- [TO DO] In the entries below, find each line bearing the string "bare" and copy it.

(Stored records)
==*==

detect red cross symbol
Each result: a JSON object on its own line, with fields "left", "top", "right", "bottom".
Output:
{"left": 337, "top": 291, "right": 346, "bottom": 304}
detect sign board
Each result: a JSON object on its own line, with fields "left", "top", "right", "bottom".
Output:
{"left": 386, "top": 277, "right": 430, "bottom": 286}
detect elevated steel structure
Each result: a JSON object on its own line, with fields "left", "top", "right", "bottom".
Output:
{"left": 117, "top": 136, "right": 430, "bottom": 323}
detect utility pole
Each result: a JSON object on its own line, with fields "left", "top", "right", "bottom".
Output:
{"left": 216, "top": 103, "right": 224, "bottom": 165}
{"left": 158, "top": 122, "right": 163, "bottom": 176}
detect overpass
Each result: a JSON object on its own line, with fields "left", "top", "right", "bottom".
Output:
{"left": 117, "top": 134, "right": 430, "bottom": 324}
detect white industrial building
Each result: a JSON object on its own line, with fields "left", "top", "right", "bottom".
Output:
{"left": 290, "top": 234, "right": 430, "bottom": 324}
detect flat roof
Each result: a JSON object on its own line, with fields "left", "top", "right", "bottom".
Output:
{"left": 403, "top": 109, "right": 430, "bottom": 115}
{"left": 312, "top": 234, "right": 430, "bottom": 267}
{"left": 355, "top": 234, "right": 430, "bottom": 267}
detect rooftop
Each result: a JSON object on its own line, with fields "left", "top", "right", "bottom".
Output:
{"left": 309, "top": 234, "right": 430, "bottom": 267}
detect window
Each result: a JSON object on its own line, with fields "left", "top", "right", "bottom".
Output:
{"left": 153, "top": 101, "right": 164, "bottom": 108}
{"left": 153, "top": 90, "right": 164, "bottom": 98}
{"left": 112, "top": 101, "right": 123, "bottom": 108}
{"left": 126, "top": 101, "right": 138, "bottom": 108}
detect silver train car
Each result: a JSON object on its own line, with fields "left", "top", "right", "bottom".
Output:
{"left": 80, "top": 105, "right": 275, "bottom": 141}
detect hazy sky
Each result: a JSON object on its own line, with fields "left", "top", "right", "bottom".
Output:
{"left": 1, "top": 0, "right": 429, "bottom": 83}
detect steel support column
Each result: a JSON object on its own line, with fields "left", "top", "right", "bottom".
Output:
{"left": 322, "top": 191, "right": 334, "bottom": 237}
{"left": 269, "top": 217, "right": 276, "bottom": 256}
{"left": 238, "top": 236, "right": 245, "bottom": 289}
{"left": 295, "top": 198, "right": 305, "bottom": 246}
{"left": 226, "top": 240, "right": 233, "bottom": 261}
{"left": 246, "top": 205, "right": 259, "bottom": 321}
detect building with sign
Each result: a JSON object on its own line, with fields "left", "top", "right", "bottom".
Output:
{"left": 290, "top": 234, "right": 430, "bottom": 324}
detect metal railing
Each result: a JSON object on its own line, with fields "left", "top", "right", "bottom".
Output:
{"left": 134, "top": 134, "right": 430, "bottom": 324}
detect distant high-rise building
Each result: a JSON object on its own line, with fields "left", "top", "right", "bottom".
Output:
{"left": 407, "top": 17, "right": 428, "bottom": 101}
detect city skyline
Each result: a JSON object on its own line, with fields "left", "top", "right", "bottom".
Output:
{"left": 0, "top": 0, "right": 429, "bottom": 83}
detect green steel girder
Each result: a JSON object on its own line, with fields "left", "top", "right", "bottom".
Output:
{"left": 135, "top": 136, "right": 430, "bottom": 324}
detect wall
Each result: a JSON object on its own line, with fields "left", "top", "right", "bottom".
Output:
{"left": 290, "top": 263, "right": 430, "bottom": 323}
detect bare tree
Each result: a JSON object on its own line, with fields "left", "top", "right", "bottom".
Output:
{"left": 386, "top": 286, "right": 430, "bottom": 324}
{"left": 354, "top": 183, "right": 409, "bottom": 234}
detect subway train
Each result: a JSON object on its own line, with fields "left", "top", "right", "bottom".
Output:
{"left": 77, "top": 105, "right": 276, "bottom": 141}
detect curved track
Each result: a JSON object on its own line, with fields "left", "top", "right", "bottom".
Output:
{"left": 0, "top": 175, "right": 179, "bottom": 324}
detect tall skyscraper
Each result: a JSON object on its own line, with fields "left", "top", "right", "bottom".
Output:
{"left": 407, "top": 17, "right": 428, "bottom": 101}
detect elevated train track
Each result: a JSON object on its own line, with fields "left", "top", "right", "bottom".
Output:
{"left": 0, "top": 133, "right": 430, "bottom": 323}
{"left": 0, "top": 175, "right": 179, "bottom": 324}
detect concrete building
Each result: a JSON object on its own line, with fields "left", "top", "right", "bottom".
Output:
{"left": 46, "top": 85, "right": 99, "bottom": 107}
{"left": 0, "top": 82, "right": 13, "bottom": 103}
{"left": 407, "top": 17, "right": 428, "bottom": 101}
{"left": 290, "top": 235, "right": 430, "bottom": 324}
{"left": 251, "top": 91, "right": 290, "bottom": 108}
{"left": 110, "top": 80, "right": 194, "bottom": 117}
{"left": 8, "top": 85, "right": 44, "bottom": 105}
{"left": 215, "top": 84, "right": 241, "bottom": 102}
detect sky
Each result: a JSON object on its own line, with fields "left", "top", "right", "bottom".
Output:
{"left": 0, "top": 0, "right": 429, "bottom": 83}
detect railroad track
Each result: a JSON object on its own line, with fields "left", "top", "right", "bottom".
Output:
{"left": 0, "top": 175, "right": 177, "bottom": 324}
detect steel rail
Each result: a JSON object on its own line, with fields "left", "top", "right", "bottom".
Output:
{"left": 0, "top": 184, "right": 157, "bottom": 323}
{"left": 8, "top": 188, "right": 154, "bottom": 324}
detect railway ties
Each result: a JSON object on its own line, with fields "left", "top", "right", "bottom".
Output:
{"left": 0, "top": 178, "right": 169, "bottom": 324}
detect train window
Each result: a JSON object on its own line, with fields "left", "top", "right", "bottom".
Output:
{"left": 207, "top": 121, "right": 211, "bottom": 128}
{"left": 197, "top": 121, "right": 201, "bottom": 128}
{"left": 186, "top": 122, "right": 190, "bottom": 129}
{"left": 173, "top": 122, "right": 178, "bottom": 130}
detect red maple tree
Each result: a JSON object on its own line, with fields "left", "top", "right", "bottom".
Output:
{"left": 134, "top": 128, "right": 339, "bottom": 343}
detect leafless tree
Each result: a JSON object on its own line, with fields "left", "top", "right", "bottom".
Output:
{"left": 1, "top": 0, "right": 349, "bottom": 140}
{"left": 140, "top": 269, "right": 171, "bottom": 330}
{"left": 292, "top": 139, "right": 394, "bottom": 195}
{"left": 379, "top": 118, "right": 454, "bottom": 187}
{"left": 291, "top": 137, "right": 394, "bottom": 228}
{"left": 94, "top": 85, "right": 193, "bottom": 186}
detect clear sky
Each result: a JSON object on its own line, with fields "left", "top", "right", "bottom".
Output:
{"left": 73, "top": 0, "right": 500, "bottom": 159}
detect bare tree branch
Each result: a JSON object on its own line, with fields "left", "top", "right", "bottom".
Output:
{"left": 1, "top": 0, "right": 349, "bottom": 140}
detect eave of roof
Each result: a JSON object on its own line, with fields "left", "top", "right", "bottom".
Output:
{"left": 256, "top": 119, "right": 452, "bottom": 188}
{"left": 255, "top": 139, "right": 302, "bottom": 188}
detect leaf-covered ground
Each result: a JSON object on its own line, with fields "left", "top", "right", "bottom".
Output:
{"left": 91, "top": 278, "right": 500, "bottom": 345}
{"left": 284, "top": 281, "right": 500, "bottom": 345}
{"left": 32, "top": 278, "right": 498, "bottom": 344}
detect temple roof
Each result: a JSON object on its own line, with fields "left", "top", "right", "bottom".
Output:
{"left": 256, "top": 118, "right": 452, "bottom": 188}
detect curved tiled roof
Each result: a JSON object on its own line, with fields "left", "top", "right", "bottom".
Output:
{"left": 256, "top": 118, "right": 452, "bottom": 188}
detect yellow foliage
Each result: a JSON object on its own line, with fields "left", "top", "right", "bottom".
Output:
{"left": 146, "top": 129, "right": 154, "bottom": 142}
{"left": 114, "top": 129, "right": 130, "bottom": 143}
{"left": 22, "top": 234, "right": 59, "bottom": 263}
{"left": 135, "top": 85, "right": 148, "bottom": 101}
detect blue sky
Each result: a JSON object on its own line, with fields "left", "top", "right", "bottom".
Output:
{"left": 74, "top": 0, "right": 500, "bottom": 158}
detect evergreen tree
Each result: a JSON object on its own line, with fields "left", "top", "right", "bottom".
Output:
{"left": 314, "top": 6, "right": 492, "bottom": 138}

==*==

- [WRITTEN SOLUTION]
detect bare tree
detect bare tree branch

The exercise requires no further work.